**DIRECTIVE 1**
Translate this sentence from the Elasticsearch issue into Spanish: "I'm using the Pattern Replace Char Filter to filter out urls from my query text before it is tokenised."

Skip to content

Detect Catastrophic backtracking when using the pattern_replace char_filter #17934

@tomfotherby

Description

@tomfotherby

I'm using the Pattern Replace Char Filter to filter out urls from my query text before it is tokenised. But I found that some input strings cause ElasticSearch to crash - It would be good if ElasticSearch could timeout or detect problems with the regexp instead of "hanging" forever (slowly eating more CPU and memory).


Example

// Character filters are used to "tidy up" a string *before* it is tokenized.

**DATA SUPPLIED**
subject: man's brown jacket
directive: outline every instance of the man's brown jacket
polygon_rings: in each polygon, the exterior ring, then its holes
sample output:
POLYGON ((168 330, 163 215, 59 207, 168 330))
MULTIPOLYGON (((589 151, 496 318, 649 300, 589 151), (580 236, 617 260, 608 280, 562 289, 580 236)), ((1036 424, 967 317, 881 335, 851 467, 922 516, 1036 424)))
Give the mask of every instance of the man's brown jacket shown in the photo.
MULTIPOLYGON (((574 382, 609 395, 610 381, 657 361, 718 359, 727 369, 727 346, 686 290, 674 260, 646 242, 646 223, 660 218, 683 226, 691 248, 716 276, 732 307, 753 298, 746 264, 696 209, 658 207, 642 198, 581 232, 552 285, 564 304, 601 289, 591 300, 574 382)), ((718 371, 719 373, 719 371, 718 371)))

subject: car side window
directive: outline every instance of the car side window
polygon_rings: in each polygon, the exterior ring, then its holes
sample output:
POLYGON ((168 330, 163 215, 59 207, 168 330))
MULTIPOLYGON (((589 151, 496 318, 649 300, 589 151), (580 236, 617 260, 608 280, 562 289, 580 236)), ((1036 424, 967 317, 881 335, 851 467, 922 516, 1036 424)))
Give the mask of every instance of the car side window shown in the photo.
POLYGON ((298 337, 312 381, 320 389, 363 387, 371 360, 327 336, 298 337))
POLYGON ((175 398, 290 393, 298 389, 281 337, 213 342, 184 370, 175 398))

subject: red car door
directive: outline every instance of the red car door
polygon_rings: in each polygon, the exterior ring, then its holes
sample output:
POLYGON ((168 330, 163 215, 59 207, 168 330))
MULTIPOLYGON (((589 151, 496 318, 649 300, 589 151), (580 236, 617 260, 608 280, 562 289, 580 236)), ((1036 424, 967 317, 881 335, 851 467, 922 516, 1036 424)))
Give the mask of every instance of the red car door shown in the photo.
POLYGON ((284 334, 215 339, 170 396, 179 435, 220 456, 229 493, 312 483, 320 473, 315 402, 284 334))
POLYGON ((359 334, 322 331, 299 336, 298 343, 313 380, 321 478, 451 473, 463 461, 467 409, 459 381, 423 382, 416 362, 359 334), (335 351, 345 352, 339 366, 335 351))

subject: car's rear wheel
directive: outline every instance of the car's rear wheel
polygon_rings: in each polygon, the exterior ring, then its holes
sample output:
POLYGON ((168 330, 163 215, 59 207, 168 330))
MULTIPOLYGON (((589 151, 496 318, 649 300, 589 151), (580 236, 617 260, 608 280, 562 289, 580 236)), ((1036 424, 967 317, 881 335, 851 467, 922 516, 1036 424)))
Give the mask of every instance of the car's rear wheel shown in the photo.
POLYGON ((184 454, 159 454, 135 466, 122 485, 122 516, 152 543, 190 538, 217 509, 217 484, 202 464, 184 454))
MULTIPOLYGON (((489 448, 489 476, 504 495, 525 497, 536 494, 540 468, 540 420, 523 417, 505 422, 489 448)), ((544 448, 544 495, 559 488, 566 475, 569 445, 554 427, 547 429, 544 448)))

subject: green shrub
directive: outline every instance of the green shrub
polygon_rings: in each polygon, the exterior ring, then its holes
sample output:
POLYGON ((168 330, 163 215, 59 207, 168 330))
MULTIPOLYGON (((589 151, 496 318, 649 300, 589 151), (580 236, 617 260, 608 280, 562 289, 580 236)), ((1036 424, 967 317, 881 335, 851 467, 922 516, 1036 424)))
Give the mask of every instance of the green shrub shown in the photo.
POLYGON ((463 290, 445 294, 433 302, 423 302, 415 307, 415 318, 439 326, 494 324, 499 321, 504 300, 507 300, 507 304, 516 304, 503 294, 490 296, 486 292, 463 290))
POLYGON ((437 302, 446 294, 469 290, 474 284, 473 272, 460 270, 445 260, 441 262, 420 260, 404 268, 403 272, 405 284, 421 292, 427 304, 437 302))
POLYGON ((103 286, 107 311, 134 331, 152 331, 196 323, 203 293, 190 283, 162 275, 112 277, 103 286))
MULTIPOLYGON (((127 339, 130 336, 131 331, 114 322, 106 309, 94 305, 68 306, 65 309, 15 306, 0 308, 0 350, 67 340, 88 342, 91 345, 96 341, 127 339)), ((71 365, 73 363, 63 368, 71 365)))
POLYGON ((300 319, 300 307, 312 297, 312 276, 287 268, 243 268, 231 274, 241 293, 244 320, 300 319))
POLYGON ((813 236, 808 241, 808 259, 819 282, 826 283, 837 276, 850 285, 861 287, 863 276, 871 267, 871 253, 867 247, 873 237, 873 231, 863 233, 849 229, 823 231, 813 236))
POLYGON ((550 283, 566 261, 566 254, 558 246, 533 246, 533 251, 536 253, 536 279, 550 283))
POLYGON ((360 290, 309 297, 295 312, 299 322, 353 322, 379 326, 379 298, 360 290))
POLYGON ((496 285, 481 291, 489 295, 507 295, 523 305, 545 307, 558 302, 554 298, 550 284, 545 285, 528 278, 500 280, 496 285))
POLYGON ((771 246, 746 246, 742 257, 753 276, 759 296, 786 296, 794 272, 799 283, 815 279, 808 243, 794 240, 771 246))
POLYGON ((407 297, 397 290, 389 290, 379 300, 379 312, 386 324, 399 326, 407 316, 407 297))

**DIRECTIVE 2**
Rescale the rows from the line containing "subject: car's rear wheel" down through the line containing "POLYGON ((184 454, 159", both ends included. Write those lines again in full, requests included, and multiply every polygon coordinate in the answers by 2.55, rounding to whole numbers with halves rounded up, while leaving the requests and their sample outputs unchanged.

**WRITTEN SOLUTION 1**
Estoy usando el Pattern Replace Char Filter para filtrar las URL de mi texto de consulta antes de que se tokenice.

**WRITTEN SOLUTION 2**
subject: car's rear wheel
directive: outline every instance of the car's rear wheel
polygon_rings: in each polygon, the exterior ring, then its holes
sample output:
POLYGON ((168 330, 163 215, 59 207, 168 330))
MULTIPOLYGON (((589 151, 496 318, 649 300, 589 151), (580 236, 617 260, 608 280, 562 289, 580 236)), ((1036 424, 967 317, 881 335, 851 467, 922 516, 1036 424)))
Give the mask of every instance of the car's rear wheel shown in the photo.
POLYGON ((469 1158, 405 1158, 344 1188, 311 1237, 311 1316, 388 1385, 485 1372, 553 1298, 553 1234, 515 1183, 469 1158))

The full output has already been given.